===== AVAILABLE DATA =====

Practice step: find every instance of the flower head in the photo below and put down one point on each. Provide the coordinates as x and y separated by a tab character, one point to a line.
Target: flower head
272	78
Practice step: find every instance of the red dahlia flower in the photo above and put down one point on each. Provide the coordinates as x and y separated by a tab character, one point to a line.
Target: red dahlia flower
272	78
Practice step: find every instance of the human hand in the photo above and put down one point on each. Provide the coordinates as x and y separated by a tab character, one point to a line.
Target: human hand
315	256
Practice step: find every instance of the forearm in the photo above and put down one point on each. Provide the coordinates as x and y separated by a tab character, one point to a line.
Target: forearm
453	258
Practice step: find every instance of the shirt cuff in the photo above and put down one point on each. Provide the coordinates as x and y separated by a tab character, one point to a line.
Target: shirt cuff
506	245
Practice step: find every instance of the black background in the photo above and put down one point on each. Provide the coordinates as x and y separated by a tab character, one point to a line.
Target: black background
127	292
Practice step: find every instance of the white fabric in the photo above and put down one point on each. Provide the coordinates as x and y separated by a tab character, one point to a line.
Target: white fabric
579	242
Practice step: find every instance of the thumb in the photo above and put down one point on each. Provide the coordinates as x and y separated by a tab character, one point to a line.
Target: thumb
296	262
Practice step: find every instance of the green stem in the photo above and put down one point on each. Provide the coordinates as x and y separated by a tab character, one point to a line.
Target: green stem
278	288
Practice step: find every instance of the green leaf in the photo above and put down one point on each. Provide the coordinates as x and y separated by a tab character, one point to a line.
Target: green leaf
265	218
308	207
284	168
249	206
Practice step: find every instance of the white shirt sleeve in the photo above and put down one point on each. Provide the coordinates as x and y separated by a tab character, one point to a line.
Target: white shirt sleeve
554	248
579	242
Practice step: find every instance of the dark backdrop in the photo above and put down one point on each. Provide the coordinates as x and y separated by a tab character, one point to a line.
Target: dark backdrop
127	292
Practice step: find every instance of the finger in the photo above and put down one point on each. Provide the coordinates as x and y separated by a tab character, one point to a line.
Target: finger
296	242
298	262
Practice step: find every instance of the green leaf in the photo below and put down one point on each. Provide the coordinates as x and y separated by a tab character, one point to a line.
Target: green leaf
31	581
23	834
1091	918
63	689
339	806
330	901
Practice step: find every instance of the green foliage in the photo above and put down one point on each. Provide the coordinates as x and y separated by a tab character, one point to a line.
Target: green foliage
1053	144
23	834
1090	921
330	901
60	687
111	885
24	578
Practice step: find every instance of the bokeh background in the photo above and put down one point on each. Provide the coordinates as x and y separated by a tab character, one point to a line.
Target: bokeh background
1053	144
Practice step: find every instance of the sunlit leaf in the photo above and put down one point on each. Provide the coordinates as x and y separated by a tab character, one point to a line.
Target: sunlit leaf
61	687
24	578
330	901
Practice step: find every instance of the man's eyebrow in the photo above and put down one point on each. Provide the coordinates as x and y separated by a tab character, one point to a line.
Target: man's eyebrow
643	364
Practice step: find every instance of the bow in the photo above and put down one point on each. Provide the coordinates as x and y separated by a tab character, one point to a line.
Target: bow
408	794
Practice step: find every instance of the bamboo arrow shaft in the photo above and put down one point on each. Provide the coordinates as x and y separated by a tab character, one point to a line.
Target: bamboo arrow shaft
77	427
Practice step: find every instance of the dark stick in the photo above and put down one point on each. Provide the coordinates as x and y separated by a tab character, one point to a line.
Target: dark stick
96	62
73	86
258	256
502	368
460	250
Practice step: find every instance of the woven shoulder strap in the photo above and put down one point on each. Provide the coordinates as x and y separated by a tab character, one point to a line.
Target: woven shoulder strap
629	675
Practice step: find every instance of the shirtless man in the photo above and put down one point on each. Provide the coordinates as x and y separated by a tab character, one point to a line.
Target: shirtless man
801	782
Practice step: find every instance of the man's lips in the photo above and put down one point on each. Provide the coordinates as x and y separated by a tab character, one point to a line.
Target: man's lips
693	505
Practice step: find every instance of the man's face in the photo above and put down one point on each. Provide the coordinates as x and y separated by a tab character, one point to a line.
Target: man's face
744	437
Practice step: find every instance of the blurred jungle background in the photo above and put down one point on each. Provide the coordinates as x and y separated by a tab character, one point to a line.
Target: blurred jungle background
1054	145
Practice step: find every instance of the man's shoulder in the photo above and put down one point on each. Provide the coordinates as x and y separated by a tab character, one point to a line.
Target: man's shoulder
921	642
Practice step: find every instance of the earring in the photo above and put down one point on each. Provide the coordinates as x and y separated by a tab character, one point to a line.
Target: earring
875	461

=====
===== AVAILABLE DATA =====

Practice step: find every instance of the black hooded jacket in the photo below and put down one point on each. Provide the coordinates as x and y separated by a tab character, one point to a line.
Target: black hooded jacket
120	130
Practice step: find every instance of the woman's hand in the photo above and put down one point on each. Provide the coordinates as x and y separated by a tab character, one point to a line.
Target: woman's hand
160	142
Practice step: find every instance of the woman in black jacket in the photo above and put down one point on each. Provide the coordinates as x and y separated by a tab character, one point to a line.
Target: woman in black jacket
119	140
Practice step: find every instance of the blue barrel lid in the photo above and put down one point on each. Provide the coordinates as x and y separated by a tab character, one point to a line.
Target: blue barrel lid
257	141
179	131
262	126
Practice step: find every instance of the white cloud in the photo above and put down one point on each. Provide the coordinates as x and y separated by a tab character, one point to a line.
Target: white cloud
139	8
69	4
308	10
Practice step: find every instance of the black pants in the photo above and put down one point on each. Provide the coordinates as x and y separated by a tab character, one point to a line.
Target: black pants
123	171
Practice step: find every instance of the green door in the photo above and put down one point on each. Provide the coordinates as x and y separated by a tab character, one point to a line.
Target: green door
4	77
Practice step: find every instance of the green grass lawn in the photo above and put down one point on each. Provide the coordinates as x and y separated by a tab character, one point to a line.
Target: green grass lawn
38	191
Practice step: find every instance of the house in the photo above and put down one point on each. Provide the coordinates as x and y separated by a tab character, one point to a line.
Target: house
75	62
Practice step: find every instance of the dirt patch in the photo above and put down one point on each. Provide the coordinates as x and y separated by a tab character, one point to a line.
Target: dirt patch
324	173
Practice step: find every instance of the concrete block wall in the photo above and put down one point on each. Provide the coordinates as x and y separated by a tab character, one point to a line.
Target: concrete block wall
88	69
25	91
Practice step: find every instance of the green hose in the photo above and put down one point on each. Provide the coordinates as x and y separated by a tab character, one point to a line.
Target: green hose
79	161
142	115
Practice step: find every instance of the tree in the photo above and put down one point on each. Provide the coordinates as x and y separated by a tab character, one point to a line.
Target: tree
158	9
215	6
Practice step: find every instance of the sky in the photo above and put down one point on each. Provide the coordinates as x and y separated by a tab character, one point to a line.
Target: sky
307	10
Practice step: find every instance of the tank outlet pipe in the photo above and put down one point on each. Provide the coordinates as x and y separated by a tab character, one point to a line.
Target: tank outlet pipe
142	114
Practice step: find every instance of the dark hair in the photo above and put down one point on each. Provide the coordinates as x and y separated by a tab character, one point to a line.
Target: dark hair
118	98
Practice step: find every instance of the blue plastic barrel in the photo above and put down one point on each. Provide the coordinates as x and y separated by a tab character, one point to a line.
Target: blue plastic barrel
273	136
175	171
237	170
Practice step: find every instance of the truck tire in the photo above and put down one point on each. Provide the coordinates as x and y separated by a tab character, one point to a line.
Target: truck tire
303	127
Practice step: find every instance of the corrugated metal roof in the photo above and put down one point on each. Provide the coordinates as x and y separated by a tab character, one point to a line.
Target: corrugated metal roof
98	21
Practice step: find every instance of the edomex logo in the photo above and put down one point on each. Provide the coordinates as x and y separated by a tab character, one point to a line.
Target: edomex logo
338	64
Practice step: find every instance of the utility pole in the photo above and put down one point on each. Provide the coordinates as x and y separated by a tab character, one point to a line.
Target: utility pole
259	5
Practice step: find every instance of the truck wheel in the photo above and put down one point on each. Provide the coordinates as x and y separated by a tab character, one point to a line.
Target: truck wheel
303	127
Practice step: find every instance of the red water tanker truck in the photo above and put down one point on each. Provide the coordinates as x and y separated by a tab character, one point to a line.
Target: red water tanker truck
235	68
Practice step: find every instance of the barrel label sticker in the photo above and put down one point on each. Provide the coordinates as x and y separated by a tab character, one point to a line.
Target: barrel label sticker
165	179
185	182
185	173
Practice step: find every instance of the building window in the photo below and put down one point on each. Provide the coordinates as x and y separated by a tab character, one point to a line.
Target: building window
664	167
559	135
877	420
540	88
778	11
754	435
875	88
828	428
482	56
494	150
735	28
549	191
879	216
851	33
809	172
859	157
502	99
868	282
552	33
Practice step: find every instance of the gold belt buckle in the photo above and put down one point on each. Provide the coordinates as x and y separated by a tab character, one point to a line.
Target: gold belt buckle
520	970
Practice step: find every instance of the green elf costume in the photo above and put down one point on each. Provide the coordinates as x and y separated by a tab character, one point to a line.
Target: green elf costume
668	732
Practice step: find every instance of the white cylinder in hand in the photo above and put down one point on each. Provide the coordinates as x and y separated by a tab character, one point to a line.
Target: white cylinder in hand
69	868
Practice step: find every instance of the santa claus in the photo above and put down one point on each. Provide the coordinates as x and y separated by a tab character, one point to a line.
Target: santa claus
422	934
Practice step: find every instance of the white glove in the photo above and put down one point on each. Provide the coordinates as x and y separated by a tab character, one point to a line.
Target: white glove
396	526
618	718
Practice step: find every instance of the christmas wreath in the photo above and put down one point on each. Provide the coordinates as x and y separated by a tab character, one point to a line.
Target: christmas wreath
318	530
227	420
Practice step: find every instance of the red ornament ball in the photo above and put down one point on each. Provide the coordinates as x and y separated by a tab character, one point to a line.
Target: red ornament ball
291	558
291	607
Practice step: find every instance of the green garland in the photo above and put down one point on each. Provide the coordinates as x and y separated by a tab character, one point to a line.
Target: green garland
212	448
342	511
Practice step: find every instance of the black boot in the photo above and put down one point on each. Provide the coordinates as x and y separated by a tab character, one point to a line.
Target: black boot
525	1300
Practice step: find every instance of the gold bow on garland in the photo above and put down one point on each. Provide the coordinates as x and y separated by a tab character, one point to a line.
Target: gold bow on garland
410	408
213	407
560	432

=====

List each line in the rows above that contains the string "claus". Case counts, so a line matches only if the letters have the same capitalization.

### OUTPUT FOR THIS EXERCISE
Practice step: find every instance of the santa claus in the photo above and put down one point on each. Provide the coordinates as x and y separated by a tab character, one point to a line.
Target: santa claus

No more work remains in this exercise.